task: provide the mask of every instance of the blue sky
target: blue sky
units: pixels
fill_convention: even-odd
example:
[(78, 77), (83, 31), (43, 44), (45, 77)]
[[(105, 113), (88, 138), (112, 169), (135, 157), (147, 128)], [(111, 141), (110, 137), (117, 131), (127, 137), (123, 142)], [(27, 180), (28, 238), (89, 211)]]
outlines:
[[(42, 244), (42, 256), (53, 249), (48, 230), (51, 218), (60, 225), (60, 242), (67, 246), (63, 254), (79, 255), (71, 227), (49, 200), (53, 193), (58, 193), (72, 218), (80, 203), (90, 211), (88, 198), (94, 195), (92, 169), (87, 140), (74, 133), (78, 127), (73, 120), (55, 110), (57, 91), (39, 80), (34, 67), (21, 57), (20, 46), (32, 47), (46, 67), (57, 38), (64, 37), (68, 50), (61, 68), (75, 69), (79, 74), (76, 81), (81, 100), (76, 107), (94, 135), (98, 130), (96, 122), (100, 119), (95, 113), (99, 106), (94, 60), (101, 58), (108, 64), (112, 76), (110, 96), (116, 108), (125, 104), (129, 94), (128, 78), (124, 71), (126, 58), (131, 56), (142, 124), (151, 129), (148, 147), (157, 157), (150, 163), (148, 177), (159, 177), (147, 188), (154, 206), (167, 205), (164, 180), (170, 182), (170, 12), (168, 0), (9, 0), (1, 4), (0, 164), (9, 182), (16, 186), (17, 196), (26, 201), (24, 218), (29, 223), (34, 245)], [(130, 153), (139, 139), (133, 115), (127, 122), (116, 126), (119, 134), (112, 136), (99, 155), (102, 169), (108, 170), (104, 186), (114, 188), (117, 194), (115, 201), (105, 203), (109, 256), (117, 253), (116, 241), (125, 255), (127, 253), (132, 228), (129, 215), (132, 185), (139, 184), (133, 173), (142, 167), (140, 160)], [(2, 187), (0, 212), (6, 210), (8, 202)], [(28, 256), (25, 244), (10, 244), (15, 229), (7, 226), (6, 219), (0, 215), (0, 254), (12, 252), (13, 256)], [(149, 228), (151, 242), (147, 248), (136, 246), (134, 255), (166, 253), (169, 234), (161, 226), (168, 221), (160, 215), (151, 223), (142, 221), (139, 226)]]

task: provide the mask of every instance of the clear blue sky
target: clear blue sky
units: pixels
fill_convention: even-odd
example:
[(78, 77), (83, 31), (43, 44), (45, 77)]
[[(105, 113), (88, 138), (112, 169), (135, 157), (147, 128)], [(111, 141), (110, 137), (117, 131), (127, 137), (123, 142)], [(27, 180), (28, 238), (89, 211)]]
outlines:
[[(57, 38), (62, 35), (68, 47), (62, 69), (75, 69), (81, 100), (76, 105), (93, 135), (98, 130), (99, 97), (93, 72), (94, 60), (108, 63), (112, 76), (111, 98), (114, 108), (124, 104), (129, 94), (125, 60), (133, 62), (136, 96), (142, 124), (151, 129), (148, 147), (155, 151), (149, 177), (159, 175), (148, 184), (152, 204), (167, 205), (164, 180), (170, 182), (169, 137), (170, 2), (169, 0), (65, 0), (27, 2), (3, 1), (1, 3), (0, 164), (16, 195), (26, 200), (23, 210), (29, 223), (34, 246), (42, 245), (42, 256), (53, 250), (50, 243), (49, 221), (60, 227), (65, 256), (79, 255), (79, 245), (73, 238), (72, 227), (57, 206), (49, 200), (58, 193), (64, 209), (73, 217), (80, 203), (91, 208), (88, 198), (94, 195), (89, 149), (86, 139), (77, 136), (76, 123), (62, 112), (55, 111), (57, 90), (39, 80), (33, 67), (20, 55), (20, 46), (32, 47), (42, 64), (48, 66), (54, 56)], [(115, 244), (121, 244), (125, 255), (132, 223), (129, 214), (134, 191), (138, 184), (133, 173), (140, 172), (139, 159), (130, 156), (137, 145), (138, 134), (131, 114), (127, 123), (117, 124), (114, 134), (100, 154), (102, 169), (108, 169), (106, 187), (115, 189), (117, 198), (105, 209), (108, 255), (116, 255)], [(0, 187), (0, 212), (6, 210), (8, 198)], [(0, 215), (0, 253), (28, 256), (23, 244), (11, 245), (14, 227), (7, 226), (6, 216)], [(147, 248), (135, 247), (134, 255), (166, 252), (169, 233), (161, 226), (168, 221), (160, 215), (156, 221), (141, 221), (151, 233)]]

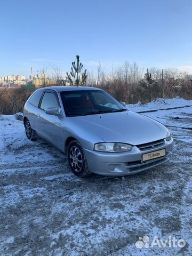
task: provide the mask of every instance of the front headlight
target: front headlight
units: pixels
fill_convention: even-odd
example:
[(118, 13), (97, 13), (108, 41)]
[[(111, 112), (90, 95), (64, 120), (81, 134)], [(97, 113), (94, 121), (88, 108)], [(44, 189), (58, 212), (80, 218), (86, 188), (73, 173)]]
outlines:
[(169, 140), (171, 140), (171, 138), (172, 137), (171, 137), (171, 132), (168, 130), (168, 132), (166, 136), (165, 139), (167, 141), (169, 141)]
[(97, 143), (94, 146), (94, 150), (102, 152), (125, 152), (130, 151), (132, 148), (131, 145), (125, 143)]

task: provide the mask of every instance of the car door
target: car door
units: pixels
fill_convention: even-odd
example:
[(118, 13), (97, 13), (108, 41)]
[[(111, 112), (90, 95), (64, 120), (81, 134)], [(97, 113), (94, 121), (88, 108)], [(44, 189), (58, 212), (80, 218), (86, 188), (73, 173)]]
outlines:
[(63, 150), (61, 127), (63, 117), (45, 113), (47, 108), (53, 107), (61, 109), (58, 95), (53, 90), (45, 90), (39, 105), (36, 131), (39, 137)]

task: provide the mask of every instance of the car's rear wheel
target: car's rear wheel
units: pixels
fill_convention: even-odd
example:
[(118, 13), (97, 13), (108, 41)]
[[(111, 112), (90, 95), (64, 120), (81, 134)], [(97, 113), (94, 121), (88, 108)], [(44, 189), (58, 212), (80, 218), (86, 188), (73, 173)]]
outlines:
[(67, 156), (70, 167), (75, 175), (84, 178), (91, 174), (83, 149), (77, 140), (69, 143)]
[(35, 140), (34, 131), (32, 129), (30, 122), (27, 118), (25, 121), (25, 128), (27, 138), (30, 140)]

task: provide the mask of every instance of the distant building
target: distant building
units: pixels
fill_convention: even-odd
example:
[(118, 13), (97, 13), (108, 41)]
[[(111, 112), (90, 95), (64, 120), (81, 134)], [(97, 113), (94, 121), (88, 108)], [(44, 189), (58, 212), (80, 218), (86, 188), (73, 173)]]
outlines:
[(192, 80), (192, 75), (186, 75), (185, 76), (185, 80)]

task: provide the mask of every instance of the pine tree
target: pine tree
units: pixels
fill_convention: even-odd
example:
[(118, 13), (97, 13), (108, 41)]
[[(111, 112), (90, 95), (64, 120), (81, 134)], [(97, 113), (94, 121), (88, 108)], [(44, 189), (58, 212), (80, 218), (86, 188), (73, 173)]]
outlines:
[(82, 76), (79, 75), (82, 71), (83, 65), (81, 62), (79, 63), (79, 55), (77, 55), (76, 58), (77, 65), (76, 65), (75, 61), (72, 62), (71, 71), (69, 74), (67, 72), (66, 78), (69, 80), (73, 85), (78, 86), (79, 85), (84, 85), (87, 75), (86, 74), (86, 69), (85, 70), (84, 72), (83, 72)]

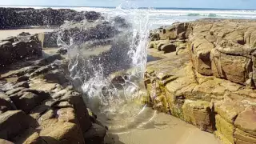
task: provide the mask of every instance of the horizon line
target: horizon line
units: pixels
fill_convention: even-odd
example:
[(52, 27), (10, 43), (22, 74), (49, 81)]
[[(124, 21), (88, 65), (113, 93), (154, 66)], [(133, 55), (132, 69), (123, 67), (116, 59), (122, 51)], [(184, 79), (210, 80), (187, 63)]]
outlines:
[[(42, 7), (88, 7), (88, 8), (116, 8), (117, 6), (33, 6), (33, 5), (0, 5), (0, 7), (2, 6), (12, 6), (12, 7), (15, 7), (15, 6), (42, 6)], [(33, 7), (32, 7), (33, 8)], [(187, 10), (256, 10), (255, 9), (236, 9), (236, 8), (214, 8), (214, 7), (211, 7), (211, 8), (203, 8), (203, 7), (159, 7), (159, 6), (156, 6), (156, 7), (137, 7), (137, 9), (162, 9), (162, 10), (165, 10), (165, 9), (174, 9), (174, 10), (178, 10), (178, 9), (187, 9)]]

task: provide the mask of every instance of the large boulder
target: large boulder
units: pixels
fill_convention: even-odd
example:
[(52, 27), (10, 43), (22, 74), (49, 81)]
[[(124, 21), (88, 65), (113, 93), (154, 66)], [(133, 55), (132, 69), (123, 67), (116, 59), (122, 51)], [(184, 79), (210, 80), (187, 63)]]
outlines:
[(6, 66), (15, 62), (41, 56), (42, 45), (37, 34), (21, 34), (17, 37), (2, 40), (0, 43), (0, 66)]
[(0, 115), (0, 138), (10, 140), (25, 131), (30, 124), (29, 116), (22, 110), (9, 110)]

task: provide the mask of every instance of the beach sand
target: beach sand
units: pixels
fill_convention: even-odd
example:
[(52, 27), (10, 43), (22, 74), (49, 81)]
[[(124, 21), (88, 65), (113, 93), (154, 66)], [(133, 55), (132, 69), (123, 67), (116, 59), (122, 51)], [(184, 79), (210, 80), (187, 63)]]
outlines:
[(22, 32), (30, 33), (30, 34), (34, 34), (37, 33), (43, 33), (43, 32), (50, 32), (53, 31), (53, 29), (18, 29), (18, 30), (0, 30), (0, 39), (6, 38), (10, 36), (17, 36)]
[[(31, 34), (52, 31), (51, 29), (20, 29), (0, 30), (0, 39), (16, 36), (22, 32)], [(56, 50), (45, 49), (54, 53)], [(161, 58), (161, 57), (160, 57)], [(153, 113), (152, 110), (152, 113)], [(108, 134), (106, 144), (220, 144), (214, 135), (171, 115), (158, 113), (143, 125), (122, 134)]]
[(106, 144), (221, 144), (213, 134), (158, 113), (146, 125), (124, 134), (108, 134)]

- [Problem to work on]: Copy the part of the entries that opens with the line containing "task: provide the mask of every instance of the pine" and closes with the line containing "9), (187, 9)]]", requests included, but multiply each point coordinate in the answer outlines by 0.2 and round it to a whole number, rounding halves up. Leave out the pictures and change no other numbers.

- [Right answer]:
task: provide the mask of every instance of the pine tree
target: pine tree
units: pixels
fill_convention: even-odd
example:
[(118, 13), (97, 13), (108, 41)]
[[(111, 112), (90, 95), (64, 120), (81, 134)], [(97, 113), (94, 121), (88, 108)], [(44, 189), (58, 212), (80, 218), (86, 188), (73, 173)]]
outlines:
[(16, 15), (16, 15), (16, 14), (17, 13), (16, 12), (16, 13), (16, 11), (15, 11), (15, 12), (15, 13), (15, 13), (15, 12), (14, 12), (14, 14), (14, 15), (13, 14), (13, 16), (14, 16), (15, 17), (16, 17), (16, 17), (17, 17), (17, 15), (17, 15), (17, 14), (17, 14), (17, 14), (17, 14)]

task: provide the mask of every instance of the horizon line
target: horizon line
units: pixels
fill_convention: even-odd
example:
[(52, 27), (10, 43), (22, 74), (49, 81)]
[[(124, 21), (88, 65), (113, 93), (154, 66)], [(133, 55), (132, 69), (123, 67), (116, 59), (122, 51)], [(184, 79), (210, 80), (187, 63)]]
outlines:
[[(8, 1), (18, 1), (18, 2), (23, 2), (23, 1), (7, 1), (7, 1), (0, 1), (0, 1), (0, 1), (2, 1), (2, 1), (3, 1), (3, 1), (8, 1)], [(7, 1), (6, 1), (7, 2)], [(37, 2), (51, 2), (51, 2), (47, 2), (47, 2), (43, 2), (43, 1), (42, 1), (42, 2), (41, 2), (41, 1), (32, 1), (32, 1), (31, 1), (31, 1), (27, 1), (27, 2), (32, 2), (32, 2), (33, 2), (33, 2), (35, 2), (35, 2), (36, 2), (36, 2), (37, 2)]]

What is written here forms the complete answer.